SHORT TASK
Please transcribe every line of the data below word for word, omitting the pictures from your answer.

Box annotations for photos
>>>

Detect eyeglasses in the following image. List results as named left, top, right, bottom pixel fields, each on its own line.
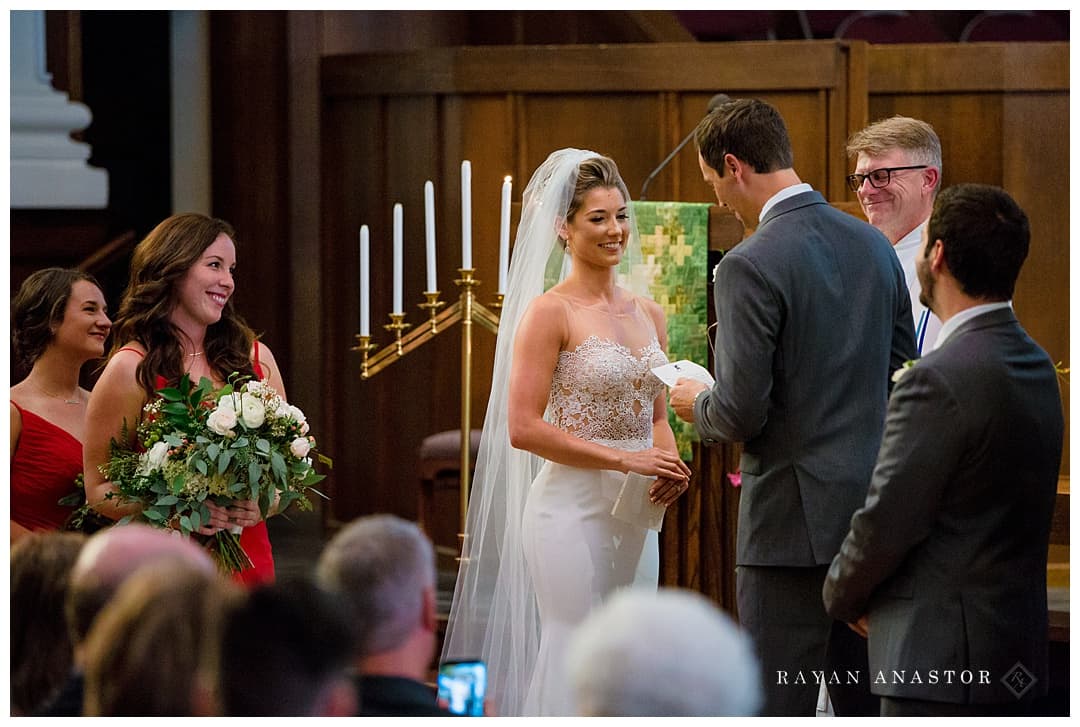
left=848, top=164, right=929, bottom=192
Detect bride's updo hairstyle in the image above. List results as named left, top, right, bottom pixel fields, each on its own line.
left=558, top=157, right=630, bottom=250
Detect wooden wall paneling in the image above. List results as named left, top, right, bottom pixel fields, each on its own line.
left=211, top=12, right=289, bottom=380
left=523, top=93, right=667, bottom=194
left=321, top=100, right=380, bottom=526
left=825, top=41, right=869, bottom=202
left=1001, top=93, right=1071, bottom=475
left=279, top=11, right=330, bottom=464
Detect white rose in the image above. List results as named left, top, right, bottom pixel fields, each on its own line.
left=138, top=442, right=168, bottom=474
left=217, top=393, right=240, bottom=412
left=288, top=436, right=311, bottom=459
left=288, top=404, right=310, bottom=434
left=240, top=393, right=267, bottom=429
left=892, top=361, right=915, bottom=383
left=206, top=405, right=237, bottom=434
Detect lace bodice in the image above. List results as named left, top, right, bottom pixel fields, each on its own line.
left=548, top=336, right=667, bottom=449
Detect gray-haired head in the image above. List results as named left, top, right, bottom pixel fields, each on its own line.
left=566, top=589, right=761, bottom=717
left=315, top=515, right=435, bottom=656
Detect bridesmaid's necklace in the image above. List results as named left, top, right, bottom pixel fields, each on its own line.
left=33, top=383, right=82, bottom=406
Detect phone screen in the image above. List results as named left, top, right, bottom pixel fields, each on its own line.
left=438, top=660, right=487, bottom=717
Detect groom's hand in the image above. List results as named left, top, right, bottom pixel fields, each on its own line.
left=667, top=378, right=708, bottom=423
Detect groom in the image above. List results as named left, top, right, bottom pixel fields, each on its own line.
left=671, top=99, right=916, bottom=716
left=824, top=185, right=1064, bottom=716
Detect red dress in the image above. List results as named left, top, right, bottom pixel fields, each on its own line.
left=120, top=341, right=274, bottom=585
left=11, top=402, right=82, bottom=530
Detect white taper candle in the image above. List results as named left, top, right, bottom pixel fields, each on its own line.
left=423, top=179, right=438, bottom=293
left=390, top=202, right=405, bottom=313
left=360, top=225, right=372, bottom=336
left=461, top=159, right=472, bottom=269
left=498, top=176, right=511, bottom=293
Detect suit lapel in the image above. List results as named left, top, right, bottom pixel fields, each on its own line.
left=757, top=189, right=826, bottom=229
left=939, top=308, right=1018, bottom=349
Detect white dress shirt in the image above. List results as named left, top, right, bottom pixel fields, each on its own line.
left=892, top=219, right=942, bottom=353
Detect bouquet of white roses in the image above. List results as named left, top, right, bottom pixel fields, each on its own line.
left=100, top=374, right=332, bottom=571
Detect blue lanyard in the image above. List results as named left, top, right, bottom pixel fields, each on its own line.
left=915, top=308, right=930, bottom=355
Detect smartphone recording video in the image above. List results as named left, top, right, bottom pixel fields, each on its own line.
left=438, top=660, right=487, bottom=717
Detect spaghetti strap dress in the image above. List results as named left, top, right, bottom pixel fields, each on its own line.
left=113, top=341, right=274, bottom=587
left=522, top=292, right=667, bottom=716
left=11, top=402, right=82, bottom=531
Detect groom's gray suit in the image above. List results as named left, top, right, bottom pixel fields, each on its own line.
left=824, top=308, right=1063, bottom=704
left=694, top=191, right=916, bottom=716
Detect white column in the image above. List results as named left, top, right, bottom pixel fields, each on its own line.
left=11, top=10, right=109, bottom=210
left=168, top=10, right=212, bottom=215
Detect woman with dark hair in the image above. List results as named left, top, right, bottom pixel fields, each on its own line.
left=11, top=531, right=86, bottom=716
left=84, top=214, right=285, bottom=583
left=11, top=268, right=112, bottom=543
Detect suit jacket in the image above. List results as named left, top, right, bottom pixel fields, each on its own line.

<<<

EXERCISE SOLUTION
Detect eyeglasses in the following image. List results as named left, top, right, bottom pixel fields, each on its own line.
left=848, top=164, right=929, bottom=192
Detect bride's updo hairstyle in the image above. List results as named left, top, right, bottom pixel fields, each on its own line.
left=558, top=157, right=630, bottom=250
Detect wooden wall paneling in the image above. List results as named left, top, right, bottom pixel fields, each on its own line.
left=211, top=12, right=289, bottom=380
left=523, top=93, right=667, bottom=194
left=321, top=100, right=380, bottom=526
left=825, top=41, right=869, bottom=202
left=1001, top=93, right=1071, bottom=475
left=279, top=11, right=330, bottom=464
Detect white rose in the image above. List results as named left, top, right, bottom pixel fields, each on its own line.
left=138, top=442, right=168, bottom=474
left=217, top=393, right=240, bottom=412
left=288, top=436, right=311, bottom=459
left=288, top=404, right=310, bottom=434
left=240, top=393, right=267, bottom=429
left=892, top=361, right=915, bottom=383
left=206, top=405, right=237, bottom=434
Detect lace bodice in the image above. List results as named left, top, right, bottom pixel fields, each on its own line.
left=548, top=336, right=667, bottom=449
Detect gray-haired head in the image above. List results as named left, top, right, bottom pixel fields, each on its own line.
left=566, top=589, right=761, bottom=717
left=315, top=515, right=435, bottom=656
Detect bridesmaid's necklace in the image above. List results as named left, top, right, bottom pixel fields, each on its own line.
left=33, top=383, right=82, bottom=406
Detect phone screen in the image above. List results as named left, top, right, bottom pixel fields, each on its own line.
left=438, top=660, right=487, bottom=717
Detect groom's hand in the image above. List results as named left, top, right, bottom pixel fields, each on its own line.
left=667, top=378, right=708, bottom=423
Detect groom in the image above. List results as named left, top, right, bottom pixel fields, each on its own line.
left=671, top=99, right=916, bottom=716
left=824, top=185, right=1064, bottom=716
Detect red dress in the image above. List results as named left, top, right, bottom pixel fields, each on its own line.
left=120, top=341, right=274, bottom=585
left=11, top=402, right=82, bottom=530
Detect white taper candle in the image above. List results as named left, top, right, bottom pixel fields, each on its own line.
left=423, top=179, right=438, bottom=293
left=390, top=202, right=405, bottom=313
left=360, top=225, right=372, bottom=336
left=461, top=159, right=472, bottom=269
left=498, top=176, right=511, bottom=293
Detect suit lapel in the image above. List results as named left, top, right, bottom pixel fields, each on its own line.
left=757, top=189, right=826, bottom=229
left=939, top=308, right=1018, bottom=349
Detect white dress shirt in the image above. List results as named left, top, right, bottom pixel fields, each on its own line.
left=892, top=219, right=942, bottom=353
Detect bouquet of white roses in the image above. List results as named left, top, right, bottom pixel fields, each on its own line.
left=100, top=374, right=332, bottom=571
Detect blue lanyard in the image above. List results as named left, top, right, bottom pixel fields, each on its own line.
left=915, top=308, right=930, bottom=355
Detect smartphone recording video in the image above. List results as named left, top, right, bottom pixel fields, each on its own line.
left=438, top=660, right=487, bottom=717
Detect spaghetti strap dress in the image above. List results as named left, top, right, bottom pixel fields, each on its own line.
left=113, top=341, right=274, bottom=587
left=522, top=292, right=667, bottom=716
left=11, top=402, right=82, bottom=531
Detect groom's gray suit in the image above. List results as named left, top, right, bottom pixel fields, each on its own line.
left=824, top=308, right=1063, bottom=704
left=694, top=191, right=916, bottom=716
Detect white column in the image above. List results as named left, top, right, bottom pixel fields, each on its own line.
left=11, top=10, right=109, bottom=210
left=168, top=10, right=212, bottom=215
Detect woman with dark hair in the image above. List results as named left, top, right, bottom pixel fields, each on its own line.
left=11, top=531, right=86, bottom=716
left=84, top=214, right=285, bottom=583
left=11, top=268, right=112, bottom=543
Detect suit jacket in the image above. List results as named left, top, right, bottom pixel fields, each on its own line.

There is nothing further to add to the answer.